Which lines in the records below contain the word "outrigger"? Return each of them.

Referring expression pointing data
════════════════════

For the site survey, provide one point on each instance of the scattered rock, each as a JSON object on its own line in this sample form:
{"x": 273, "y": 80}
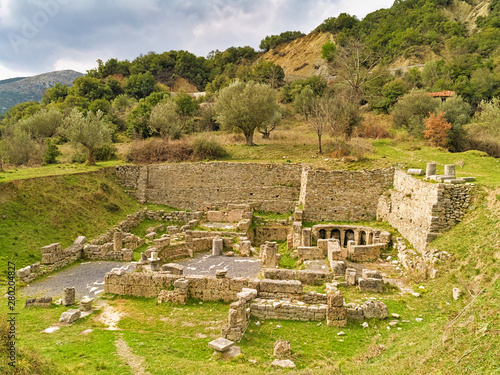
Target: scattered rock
{"x": 283, "y": 363}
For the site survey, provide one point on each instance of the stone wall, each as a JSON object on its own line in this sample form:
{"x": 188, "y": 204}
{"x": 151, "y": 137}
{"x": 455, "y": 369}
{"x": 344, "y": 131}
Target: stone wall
{"x": 205, "y": 186}
{"x": 307, "y": 277}
{"x": 343, "y": 195}
{"x": 421, "y": 210}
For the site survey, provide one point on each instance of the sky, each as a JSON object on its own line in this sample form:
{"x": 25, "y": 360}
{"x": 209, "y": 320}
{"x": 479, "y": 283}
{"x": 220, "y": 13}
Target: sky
{"x": 39, "y": 36}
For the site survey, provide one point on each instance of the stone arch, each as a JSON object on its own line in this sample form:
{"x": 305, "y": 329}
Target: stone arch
{"x": 349, "y": 236}
{"x": 335, "y": 234}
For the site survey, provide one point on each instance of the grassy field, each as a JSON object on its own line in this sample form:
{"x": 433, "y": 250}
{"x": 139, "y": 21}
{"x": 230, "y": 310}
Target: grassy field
{"x": 453, "y": 337}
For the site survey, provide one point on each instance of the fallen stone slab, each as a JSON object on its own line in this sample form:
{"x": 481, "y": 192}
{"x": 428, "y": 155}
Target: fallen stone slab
{"x": 283, "y": 363}
{"x": 221, "y": 344}
{"x": 70, "y": 316}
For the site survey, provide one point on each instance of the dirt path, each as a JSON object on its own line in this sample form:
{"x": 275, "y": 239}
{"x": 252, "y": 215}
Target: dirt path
{"x": 135, "y": 361}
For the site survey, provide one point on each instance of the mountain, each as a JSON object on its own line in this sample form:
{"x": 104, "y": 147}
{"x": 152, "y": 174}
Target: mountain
{"x": 18, "y": 90}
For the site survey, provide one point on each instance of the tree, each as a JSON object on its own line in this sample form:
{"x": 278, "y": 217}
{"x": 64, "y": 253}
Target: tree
{"x": 246, "y": 106}
{"x": 165, "y": 120}
{"x": 270, "y": 73}
{"x": 140, "y": 85}
{"x": 436, "y": 129}
{"x": 90, "y": 131}
{"x": 410, "y": 111}
{"x": 303, "y": 102}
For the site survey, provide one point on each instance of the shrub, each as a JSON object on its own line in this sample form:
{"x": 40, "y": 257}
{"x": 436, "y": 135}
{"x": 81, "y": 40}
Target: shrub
{"x": 105, "y": 152}
{"x": 156, "y": 150}
{"x": 206, "y": 148}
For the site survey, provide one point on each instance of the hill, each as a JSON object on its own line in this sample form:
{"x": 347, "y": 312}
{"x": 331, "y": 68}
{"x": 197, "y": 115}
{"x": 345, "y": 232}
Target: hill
{"x": 18, "y": 90}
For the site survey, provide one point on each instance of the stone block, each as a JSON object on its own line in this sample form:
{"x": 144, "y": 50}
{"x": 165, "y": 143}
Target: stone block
{"x": 173, "y": 268}
{"x": 221, "y": 344}
{"x": 282, "y": 349}
{"x": 351, "y": 276}
{"x": 216, "y": 216}
{"x": 217, "y": 246}
{"x": 70, "y": 316}
{"x": 371, "y": 285}
{"x": 86, "y": 304}
{"x": 68, "y": 296}
{"x": 338, "y": 267}
{"x": 235, "y": 215}
{"x": 375, "y": 310}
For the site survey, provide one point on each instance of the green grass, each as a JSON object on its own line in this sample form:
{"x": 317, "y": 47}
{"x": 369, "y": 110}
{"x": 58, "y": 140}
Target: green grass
{"x": 38, "y": 212}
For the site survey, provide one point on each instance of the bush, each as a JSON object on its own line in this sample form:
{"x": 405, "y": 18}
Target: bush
{"x": 208, "y": 149}
{"x": 155, "y": 150}
{"x": 105, "y": 152}
{"x": 51, "y": 153}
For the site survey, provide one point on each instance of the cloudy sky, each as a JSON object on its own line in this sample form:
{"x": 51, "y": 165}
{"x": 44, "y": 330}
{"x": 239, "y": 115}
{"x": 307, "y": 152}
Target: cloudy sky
{"x": 39, "y": 36}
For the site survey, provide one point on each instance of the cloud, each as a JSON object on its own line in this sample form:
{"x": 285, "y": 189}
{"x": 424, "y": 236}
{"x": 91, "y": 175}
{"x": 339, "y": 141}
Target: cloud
{"x": 41, "y": 35}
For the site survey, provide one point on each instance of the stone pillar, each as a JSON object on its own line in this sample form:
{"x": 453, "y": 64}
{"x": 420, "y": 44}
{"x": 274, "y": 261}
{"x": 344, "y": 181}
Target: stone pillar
{"x": 217, "y": 246}
{"x": 449, "y": 170}
{"x": 336, "y": 313}
{"x": 245, "y": 248}
{"x": 430, "y": 170}
{"x": 154, "y": 261}
{"x": 350, "y": 276}
{"x": 69, "y": 296}
{"x": 117, "y": 242}
{"x": 306, "y": 237}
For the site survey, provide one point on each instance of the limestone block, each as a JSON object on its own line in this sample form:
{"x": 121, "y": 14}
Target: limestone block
{"x": 235, "y": 215}
{"x": 217, "y": 246}
{"x": 245, "y": 247}
{"x": 375, "y": 310}
{"x": 371, "y": 285}
{"x": 70, "y": 316}
{"x": 80, "y": 240}
{"x": 416, "y": 172}
{"x": 430, "y": 170}
{"x": 372, "y": 274}
{"x": 24, "y": 272}
{"x": 86, "y": 304}
{"x": 385, "y": 237}
{"x": 68, "y": 296}
{"x": 217, "y": 216}
{"x": 173, "y": 229}
{"x": 338, "y": 267}
{"x": 335, "y": 298}
{"x": 283, "y": 363}
{"x": 351, "y": 276}
{"x": 354, "y": 311}
{"x": 173, "y": 268}
{"x": 282, "y": 349}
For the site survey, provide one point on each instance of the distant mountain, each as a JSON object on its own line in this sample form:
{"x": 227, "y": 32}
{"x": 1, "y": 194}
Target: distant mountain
{"x": 18, "y": 90}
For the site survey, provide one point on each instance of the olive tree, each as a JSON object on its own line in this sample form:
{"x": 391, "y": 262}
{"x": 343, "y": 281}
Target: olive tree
{"x": 246, "y": 106}
{"x": 90, "y": 131}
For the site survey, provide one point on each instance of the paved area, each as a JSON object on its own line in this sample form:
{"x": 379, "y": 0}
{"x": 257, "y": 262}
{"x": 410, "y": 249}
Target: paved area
{"x": 205, "y": 264}
{"x": 87, "y": 278}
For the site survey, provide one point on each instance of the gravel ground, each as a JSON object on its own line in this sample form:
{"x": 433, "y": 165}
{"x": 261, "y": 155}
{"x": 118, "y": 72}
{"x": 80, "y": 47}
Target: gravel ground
{"x": 205, "y": 264}
{"x": 87, "y": 278}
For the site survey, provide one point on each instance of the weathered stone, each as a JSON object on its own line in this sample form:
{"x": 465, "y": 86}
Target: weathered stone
{"x": 68, "y": 296}
{"x": 351, "y": 276}
{"x": 70, "y": 316}
{"x": 86, "y": 304}
{"x": 283, "y": 363}
{"x": 375, "y": 310}
{"x": 282, "y": 349}
{"x": 217, "y": 246}
{"x": 221, "y": 344}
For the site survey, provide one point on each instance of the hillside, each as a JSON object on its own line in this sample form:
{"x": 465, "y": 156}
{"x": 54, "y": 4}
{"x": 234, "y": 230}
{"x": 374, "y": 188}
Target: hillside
{"x": 19, "y": 90}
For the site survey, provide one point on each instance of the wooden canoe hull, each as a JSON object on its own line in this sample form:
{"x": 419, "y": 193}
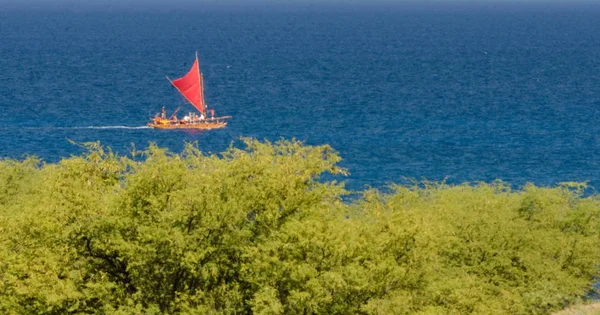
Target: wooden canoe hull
{"x": 209, "y": 123}
{"x": 204, "y": 125}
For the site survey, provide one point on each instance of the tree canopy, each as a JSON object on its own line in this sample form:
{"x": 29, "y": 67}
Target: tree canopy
{"x": 258, "y": 230}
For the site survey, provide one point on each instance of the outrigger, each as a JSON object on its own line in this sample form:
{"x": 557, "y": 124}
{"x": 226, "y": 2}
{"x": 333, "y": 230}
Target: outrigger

════════════════════

RESPONSE BELOW ▸
For the site survey, provide one point on each instance of the outrigger, each as a JSON object on its own line in this sample form:
Target: outrigger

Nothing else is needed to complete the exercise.